**WRITTEN TASK:**
Reproduce the data below verbatim, from the line containing "Could you kindly segment every instance of the windshield" through the line containing "197 82 L 196", including both of those lines.

**DATA RECORDS:**
= = = = =

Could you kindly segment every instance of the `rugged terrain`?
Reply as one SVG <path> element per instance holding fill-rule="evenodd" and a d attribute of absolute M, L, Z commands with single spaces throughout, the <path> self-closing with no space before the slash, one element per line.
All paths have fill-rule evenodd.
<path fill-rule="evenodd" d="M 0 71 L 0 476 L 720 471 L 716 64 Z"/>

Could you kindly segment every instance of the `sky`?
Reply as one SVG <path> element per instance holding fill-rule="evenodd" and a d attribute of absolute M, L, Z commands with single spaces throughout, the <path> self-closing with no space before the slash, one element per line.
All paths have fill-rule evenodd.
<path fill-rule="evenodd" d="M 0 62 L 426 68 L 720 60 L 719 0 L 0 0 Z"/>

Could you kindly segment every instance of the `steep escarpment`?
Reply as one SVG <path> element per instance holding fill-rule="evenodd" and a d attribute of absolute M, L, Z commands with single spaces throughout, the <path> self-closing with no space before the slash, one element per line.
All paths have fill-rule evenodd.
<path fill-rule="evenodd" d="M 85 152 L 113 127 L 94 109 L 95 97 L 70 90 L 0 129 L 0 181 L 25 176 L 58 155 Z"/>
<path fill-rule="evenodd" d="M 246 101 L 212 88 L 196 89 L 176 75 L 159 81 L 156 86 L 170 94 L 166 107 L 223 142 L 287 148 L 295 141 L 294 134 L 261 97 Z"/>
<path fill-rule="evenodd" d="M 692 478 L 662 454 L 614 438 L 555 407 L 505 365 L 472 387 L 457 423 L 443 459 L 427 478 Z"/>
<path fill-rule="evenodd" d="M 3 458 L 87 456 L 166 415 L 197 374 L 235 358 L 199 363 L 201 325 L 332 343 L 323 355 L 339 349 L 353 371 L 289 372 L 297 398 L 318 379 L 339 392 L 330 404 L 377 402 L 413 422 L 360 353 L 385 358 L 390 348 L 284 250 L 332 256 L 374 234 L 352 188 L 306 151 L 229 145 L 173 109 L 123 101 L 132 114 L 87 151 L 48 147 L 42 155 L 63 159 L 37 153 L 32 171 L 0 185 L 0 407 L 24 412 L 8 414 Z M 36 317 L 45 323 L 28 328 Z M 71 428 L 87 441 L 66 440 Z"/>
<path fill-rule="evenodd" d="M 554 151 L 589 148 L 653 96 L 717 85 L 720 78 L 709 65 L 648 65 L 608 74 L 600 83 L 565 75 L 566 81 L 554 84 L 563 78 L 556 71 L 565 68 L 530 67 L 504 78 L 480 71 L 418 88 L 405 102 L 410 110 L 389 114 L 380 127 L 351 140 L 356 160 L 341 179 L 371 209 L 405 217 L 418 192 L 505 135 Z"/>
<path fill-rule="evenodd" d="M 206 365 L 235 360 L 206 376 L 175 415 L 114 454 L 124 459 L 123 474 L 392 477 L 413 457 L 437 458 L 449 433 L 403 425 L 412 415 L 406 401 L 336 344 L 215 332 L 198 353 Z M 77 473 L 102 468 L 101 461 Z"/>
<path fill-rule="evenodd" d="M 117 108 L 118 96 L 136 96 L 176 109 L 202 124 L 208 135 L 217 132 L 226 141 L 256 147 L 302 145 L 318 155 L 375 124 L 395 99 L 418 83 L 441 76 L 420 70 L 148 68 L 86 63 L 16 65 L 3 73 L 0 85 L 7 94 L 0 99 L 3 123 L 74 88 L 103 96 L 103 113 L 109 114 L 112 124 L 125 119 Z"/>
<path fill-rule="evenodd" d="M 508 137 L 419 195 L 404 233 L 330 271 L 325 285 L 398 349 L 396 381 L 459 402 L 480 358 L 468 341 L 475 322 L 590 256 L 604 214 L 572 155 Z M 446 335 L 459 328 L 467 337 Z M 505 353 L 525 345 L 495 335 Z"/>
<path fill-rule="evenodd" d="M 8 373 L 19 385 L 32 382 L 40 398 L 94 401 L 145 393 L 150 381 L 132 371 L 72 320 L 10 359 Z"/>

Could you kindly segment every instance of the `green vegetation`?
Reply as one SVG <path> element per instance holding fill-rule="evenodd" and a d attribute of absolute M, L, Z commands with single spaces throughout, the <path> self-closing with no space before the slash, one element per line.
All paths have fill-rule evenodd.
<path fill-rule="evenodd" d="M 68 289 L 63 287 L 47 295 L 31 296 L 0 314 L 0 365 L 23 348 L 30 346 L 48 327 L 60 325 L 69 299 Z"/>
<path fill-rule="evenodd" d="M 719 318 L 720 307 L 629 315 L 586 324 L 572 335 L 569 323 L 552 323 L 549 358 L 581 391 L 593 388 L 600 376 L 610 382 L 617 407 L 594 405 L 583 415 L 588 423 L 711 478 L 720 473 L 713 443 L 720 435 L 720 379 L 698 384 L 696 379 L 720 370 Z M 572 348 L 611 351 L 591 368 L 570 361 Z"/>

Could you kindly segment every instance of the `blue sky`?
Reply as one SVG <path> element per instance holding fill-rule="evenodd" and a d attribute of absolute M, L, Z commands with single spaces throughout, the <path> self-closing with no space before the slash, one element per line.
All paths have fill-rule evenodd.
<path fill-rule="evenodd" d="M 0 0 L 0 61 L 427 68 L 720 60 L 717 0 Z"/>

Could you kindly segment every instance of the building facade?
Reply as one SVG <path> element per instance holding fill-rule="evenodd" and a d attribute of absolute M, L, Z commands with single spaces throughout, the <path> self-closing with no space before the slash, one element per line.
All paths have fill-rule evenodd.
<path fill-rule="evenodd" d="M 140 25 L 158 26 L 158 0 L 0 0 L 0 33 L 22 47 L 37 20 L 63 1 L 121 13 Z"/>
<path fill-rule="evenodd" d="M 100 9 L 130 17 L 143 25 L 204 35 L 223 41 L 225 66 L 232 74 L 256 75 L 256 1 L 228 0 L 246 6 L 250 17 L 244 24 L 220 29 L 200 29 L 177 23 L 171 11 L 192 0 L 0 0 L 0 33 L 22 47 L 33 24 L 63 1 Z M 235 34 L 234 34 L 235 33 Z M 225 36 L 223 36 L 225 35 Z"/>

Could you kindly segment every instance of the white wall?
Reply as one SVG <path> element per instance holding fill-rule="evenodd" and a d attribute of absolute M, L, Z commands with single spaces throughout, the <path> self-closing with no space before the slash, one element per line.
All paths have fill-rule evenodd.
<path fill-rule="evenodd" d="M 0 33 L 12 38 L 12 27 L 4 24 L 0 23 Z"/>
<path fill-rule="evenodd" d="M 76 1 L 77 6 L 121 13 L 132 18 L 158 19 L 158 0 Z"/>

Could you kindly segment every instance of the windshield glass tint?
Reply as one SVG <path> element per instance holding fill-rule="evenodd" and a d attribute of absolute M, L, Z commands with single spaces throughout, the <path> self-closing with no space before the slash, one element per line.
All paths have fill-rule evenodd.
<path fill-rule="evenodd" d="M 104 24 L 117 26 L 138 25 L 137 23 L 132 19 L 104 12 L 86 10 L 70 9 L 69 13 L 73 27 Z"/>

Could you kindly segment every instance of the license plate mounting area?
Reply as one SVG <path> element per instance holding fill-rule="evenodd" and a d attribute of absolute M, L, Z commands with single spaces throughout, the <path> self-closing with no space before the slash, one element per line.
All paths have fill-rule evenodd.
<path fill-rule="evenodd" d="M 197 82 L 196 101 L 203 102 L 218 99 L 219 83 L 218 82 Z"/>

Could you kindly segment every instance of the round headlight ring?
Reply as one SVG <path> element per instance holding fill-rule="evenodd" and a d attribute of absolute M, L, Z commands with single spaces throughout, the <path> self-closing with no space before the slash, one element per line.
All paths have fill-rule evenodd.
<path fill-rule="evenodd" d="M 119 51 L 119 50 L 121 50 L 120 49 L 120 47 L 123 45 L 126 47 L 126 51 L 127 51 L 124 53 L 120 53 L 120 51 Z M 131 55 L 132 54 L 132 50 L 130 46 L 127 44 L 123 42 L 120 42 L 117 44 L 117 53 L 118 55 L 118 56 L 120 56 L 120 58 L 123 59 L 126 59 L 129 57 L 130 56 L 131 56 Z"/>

= = = = =

**SOLUTION:**
Could you kindly segment every instance of the windshield glass tint?
Reply as one SVG <path> element per instance holding fill-rule="evenodd" and a d attribute of absolute M, L, Z commands with single spaces throughout, the <path> self-closing with no space before the slash, one element per line.
All paths have fill-rule evenodd.
<path fill-rule="evenodd" d="M 104 24 L 117 26 L 138 25 L 137 23 L 132 19 L 104 12 L 86 10 L 70 9 L 69 13 L 73 27 Z"/>

Could you kindly segment every instance of the license plate mounting area?
Reply as one SVG <path> element per instance holding fill-rule="evenodd" and a d attribute of absolute M, L, Z commands with single spaces throughout, the <path> self-closing with no space before the slash, one element per line.
All paths have fill-rule evenodd.
<path fill-rule="evenodd" d="M 197 82 L 196 101 L 203 102 L 218 99 L 219 83 L 218 82 Z"/>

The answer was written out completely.